■ **Reading text**:

=======

At one shop, before we moved to cartridge, we had 3420s that were so 'obsolete' 
that spare parts became prohibitively expensive. On more than one occasion, our 
loyal CE team carved replacement parts out of wood (!) to extend the lifespan 
of decrepit drives. 

.
.
J.O.Skip Robinson
Southern California Edison Company
Electric Dragon Team Paddler 
SHARE MVS Program Co-Manager
323-715-0595 Mobile
626-543-6132 Office ⇐=== NEW
[email protected]

-----Original Message-----
From: IBM Mainframe Discussion List <[email protected]> On Behalf Of 
Seymour J Metz
Sent: Thursday, August 13, 2020 3:41 PM
To: [email protected]
Subject: (External):Re: Remember the 9370?

CAUTION EXTERNAL EMAIL

3420? Wasn't that well and truly obsolete?

=======

■ **Written tasks**:
1. Please write out the part of the email about the 3420 drives from "At one shop, before" to "of decrepit drives.".
2. Summarize the email about the 3420 drives in two sentences.

=======

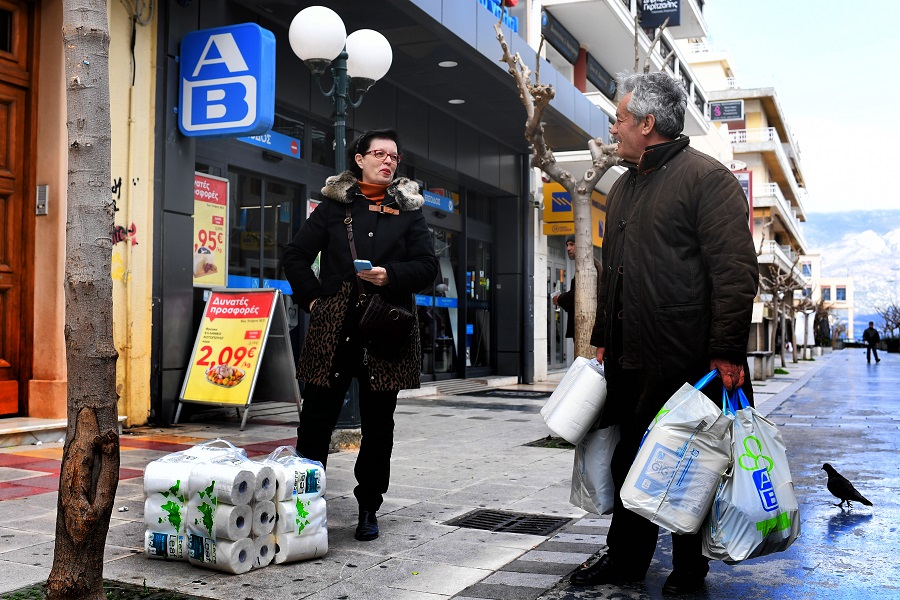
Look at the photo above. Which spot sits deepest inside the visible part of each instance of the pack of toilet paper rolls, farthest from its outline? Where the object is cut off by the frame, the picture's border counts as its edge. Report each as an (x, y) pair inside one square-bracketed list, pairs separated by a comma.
[(170, 474), (167, 545), (301, 517), (264, 517), (209, 518), (577, 401), (228, 483), (264, 473), (295, 475), (201, 500), (228, 556), (290, 547)]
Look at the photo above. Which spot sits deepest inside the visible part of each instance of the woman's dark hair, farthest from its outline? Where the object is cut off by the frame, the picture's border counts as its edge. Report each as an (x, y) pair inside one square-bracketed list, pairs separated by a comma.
[(362, 143)]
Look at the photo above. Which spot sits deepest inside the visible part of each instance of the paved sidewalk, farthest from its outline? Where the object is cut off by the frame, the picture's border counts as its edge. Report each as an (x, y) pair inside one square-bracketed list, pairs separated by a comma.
[(455, 454)]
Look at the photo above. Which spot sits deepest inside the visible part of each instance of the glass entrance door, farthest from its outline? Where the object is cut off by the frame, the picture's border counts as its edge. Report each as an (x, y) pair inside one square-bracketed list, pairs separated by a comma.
[(439, 312), (556, 317)]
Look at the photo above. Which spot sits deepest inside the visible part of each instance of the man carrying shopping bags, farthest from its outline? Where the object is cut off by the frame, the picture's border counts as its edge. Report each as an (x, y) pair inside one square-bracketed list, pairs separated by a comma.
[(675, 301)]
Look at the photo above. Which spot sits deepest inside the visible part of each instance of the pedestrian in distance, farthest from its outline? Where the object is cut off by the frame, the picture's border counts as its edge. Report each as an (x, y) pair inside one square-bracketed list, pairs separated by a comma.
[(384, 215), (566, 300), (871, 339), (676, 299)]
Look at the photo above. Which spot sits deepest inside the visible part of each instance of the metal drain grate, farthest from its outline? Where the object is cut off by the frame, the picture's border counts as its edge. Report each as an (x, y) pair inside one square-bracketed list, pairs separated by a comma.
[(508, 522)]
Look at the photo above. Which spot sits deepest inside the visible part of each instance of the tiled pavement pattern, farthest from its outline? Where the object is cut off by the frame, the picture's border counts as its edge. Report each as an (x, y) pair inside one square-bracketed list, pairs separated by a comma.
[(545, 565), (454, 454)]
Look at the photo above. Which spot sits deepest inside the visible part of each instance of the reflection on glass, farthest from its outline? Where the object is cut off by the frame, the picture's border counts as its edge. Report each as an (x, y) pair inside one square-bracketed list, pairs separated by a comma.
[(438, 310), (263, 220), (478, 314)]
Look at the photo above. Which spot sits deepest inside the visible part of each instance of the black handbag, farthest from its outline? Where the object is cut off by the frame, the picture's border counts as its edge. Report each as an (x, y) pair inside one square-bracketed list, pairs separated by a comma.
[(386, 326)]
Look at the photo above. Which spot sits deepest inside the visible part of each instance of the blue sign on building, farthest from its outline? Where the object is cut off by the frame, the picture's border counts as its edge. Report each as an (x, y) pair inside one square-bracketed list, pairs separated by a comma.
[(227, 81), (437, 201)]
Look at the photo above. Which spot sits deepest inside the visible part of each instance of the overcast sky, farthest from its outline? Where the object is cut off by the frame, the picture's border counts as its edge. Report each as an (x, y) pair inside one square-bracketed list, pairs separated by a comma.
[(834, 67)]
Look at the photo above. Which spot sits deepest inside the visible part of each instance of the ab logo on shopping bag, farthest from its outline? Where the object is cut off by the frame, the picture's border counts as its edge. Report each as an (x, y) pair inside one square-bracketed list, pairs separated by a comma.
[(765, 489), (759, 464)]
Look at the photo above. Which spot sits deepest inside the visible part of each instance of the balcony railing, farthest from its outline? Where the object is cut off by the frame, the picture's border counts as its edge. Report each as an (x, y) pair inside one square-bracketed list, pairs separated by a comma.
[(743, 136), (784, 257)]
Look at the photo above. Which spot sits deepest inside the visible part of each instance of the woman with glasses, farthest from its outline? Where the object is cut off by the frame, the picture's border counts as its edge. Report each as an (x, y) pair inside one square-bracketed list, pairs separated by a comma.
[(383, 215)]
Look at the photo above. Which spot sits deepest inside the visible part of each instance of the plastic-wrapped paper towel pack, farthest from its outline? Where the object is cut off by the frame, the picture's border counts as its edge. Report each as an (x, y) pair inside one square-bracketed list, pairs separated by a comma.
[(216, 508), (295, 475), (166, 492), (577, 400)]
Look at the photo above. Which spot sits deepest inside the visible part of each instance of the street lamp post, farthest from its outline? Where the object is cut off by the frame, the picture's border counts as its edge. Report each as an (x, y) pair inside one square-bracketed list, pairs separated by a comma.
[(318, 36)]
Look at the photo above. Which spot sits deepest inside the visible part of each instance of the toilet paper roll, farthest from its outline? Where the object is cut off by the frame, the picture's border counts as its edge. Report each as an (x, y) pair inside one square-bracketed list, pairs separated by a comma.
[(265, 550), (167, 478), (298, 477), (264, 516), (301, 517), (266, 480), (164, 545), (577, 401), (209, 518), (164, 514), (291, 548), (228, 483), (222, 555)]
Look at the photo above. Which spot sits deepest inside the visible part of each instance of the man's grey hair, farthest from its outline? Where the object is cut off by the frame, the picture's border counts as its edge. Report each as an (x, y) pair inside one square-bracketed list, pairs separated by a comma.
[(655, 94)]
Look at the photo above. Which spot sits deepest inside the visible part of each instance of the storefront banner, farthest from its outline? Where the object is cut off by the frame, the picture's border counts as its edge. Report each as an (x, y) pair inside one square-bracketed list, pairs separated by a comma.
[(728, 110), (210, 262), (655, 12), (276, 142), (559, 216), (229, 346)]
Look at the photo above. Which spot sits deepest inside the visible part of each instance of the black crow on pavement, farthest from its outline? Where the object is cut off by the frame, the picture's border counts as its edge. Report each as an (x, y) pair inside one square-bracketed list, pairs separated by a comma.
[(841, 487)]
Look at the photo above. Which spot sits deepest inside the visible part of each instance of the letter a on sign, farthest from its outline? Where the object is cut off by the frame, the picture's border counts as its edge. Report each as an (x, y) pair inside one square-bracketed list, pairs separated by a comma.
[(227, 81)]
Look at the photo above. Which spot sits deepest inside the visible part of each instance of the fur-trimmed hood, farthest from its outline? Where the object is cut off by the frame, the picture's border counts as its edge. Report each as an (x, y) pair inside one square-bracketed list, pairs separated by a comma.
[(344, 187)]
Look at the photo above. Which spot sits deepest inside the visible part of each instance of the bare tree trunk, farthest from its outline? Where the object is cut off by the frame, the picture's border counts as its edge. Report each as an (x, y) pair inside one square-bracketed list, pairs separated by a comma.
[(536, 97), (90, 464)]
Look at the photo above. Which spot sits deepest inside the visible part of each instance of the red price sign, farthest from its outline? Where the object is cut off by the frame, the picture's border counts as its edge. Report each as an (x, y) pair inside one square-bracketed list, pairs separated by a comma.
[(209, 238)]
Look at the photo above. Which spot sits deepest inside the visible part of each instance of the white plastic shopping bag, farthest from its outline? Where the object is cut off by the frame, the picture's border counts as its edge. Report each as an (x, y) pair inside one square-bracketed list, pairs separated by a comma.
[(682, 457), (577, 401), (755, 511), (592, 484)]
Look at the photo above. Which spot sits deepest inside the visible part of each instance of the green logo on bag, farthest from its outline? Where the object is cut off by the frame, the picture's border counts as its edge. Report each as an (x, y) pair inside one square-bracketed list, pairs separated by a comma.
[(750, 461), (779, 523)]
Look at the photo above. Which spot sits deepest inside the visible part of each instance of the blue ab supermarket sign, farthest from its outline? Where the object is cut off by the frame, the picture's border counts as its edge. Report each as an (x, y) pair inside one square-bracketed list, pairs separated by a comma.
[(227, 81)]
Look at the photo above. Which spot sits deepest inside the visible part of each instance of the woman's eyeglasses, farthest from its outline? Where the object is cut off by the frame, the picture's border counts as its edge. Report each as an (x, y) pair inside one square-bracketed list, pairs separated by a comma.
[(382, 155)]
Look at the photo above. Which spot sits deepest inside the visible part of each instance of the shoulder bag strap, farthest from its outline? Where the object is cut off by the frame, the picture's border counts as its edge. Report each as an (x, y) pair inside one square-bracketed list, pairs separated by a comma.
[(348, 221)]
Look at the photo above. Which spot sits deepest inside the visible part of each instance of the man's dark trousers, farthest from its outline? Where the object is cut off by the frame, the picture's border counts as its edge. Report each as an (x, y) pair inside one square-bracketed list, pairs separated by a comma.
[(871, 349), (321, 409)]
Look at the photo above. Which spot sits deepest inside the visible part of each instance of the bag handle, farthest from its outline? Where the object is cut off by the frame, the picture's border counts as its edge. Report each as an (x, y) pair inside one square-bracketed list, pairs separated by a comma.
[(273, 456), (741, 397), (706, 379), (225, 443)]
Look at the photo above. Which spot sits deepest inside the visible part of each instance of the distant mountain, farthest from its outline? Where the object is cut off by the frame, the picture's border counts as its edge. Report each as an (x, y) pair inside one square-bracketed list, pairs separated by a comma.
[(864, 245)]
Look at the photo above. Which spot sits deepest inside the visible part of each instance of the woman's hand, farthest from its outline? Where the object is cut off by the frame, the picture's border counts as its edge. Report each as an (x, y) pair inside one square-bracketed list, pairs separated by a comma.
[(376, 275)]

=======

■ **Task-by-task outputs**:
1.
At one shop, before we moved to cartridge, we had 3420s that were so 'obsolete' 
that spare parts became prohibitively expensive. On more than one occasion, our 
loyal CE team carved replacement parts out of wood (!) to extend the lifespan 
of decrepit drives.

2. Before moving to cartridge, one shop had 3420s so obsolete that spare parts became prohibitively expensive. More than once, its loyal CE team carved replacement parts out of wood to extend the lifespan of the decrepit drives.